[Referring expression pointing data]
━━━━━━━━

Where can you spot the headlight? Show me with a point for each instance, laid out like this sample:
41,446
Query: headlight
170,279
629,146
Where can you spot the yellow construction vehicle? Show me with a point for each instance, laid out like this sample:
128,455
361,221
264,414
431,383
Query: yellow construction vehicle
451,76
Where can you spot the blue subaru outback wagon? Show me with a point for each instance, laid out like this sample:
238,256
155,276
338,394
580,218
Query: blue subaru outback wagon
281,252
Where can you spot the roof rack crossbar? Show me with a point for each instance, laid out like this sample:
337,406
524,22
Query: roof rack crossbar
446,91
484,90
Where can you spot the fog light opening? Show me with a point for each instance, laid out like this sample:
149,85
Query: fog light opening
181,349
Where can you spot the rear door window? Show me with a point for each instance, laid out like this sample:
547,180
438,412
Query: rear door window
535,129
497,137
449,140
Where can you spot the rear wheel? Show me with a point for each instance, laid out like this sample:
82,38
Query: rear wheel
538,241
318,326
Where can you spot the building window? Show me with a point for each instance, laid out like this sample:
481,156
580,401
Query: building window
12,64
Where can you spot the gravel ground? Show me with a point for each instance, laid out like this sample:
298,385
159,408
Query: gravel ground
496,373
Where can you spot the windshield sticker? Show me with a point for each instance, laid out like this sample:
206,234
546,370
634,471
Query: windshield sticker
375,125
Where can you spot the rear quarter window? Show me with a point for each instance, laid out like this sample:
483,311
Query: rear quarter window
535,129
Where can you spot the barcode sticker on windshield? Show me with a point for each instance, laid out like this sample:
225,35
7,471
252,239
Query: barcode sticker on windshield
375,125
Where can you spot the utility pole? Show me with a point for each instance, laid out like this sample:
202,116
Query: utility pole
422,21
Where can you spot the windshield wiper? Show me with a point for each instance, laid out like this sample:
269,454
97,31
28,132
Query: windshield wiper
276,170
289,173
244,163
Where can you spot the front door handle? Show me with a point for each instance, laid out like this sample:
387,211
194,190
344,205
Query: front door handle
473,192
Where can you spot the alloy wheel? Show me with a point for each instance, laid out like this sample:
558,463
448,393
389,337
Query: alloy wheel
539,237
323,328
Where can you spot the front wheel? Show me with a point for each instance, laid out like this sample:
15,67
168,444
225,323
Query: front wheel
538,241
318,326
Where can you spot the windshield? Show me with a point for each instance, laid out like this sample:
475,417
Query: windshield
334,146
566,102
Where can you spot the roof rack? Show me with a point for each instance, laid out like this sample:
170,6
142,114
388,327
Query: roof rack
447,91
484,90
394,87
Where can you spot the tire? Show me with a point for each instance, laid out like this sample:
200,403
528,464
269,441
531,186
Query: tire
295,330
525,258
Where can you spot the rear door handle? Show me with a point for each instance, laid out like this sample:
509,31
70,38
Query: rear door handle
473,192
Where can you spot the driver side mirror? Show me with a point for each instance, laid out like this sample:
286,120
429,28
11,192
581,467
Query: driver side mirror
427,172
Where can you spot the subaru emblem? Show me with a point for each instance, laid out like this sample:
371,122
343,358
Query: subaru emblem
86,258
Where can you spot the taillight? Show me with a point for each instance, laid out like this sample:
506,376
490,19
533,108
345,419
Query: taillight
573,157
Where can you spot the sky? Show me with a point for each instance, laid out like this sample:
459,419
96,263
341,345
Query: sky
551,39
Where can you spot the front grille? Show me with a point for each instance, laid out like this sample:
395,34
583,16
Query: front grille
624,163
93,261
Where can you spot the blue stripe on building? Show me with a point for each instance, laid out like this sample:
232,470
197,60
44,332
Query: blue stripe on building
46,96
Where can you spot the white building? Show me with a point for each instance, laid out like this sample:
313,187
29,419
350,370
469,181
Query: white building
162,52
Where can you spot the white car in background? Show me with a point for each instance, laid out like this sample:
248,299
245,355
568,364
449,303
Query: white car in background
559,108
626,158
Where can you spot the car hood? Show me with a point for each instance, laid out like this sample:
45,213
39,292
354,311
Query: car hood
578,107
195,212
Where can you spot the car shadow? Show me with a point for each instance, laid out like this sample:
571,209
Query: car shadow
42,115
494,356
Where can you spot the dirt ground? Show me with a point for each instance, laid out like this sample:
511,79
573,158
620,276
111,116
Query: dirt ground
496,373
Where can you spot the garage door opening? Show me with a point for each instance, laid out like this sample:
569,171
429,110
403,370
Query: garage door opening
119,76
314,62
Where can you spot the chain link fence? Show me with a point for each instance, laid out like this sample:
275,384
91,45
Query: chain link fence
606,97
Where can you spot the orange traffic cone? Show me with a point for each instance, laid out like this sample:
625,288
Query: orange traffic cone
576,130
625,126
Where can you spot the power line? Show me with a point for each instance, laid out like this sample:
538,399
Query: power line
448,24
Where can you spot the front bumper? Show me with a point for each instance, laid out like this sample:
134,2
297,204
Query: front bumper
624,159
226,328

━━━━━━━━

The records are to be retyped exactly. No line may be skipped.

Where can you spot the headlight? Show me with a point for each instance, laid out like this sample:
41,446
Query: headlight
170,279
629,146
Where can you spot the yellow construction vehicle? Show me with a point for each instance, laid out like this sample:
128,455
361,221
264,414
431,383
Query: yellow construction vehicle
451,76
Where can you spot the blue subaru outback wagon? Show me with a point for each instance, laid out like this sample:
238,256
155,276
338,394
580,218
Query: blue subaru outback wagon
281,252
Where can you spot the roof rack crossbar? Show me with a point for each instance, laid out like this sample:
337,406
524,22
Query: roof rack crossbar
446,91
484,90
Where can you spot the fog light opening? Show me with a point for each instance, laid out like this sample:
149,85
Query: fog light opening
181,349
Where can you spot the rear door window? Show me with a point for each instance, laid out like this sample:
547,180
438,412
Query: rear door window
535,129
497,137
449,140
Where can you spot the rear wheel? Show me with a point for each instance, laid out like this sample:
82,38
Query: rear wheel
538,241
318,326
Where can you spot the building window? Show me with a point for each instance, laid out like this sample:
481,156
580,401
Query: building window
12,64
Where can you spot the gravel ground? Show me with a point for each instance, laid out like this sample:
298,385
159,408
Query: gravel ground
496,373
Where can you spot the windshield sticker? Show me with a point for each instance, laid out like this sample:
206,234
546,370
634,471
Query: windshield sticker
375,125
Where can you spot the rear quarter window? Show me with a point for each instance, laid out like this sample:
483,311
Query: rear quarter window
535,129
Where can you spot the barcode sticker on windshield? Show me with a point for each instance, laid out like this sample:
225,35
7,471
252,239
Query: barcode sticker on windshield
375,125
Where can you spot the utility pole? Show me with a point for each instance, laid out like this sample:
202,116
Query: utility pole
422,21
Where can you spot the windshield wiper? Show me with a point for each instance, laid out like this sample:
269,454
97,31
28,132
Query: windshield wiper
276,170
289,173
244,163
Where can you spot the front door handle? Show me with a point for each instance, laid out like this sample:
387,211
194,190
344,205
Query: front door handle
473,192
Where can you spot the alloy wheel? Show me with a point for each instance, laid out like this sample:
558,463
448,393
389,337
Query: alloy wheel
539,237
323,328
Where can you spot the front wheel? Show me with a point for each instance, laid out like this sample:
15,67
168,444
225,323
Query: front wheel
538,241
318,326
Where can you spot the windshield? Show me with a point for each instance, laid out like this sample:
475,417
Query: windshield
334,146
566,102
Where can you spot the roof rack? Show me with a point for each instance, laid out like this sample:
170,6
142,114
388,327
Query: roof rack
447,91
484,90
394,87
Where can you spot the tire? Show me with a point for each instance, laid out like this sample:
200,403
528,464
269,441
531,186
Query: tire
295,330
525,258
Where can you spot the rear door handle? Show me with a point for each instance, laid out like this sample:
509,31
70,38
Query: rear door handle
473,192
Where can you spot the driver side mirror? Show me with a point for each instance, laid out like this sample:
286,120
429,28
11,192
581,467
Query: driver side mirror
427,172
Where can you spot the subaru emblem? Show me with a point for each instance, laid out like this sample:
371,122
343,358
Query: subaru emblem
86,258
Where can you spot the taillight? Show me with a point for each instance, laid out like this sample:
506,376
490,19
533,108
345,419
Query: taillight
573,157
Where can you spot the sky? Show me with a point for each instance, laid out like this sample:
459,419
96,263
341,345
Query: sky
551,39
Where can you spot the front grille? Show me with a point for each instance, laid out like this sample:
395,34
583,16
Query: front grille
624,163
93,261
Where can you spot the blue stripe on building? Show me with a point for each instance, laid out like this sample:
232,470
197,60
44,332
Query: blue stripe on building
46,96
Where can you spot the white building? Show me with a point for each instance, laid out like this sample:
313,187
29,419
350,370
469,181
Query: white building
162,52
Where can you spot the white car in background? Show me with a point for each instance, laid out like this sample:
248,299
245,355
568,364
449,303
Query: white car in background
559,108
626,158
Where can you spot the car hood? Show me with a point for each instance, laid out like this sample:
45,213
39,292
354,311
Query: car hood
578,107
195,212
Where can you spot the car shadow? Show me with a point for each instance, laid out like this sample:
571,209
Query: car shadow
42,115
494,356
Where can you spot the dirt ground? Show me with a point for each instance, laid out like this sample:
511,79
573,158
620,276
111,116
Query: dirt ground
496,373
Where can you spot the garage door opening? Show me with a point for each instance, laid out like this sample:
569,171
429,110
403,370
Query: garage door opening
119,76
314,62
Where can you spot the chain link fence? Show me with a point for each instance, laid out like this sample:
275,384
91,45
Query: chain link fence
606,97
Where can you spot the orange traffic cone? Show me with a point for each instance, laid out like this sample:
625,288
Query: orange traffic cone
576,130
625,126
Where can you spot the power line? Show me with a point for each instance, laid out like this sample:
538,399
Query: power line
448,24
Where can you spot the front bumper? Show me with a point for each instance, laid out like this sample:
134,2
297,204
Query: front bumper
624,159
226,328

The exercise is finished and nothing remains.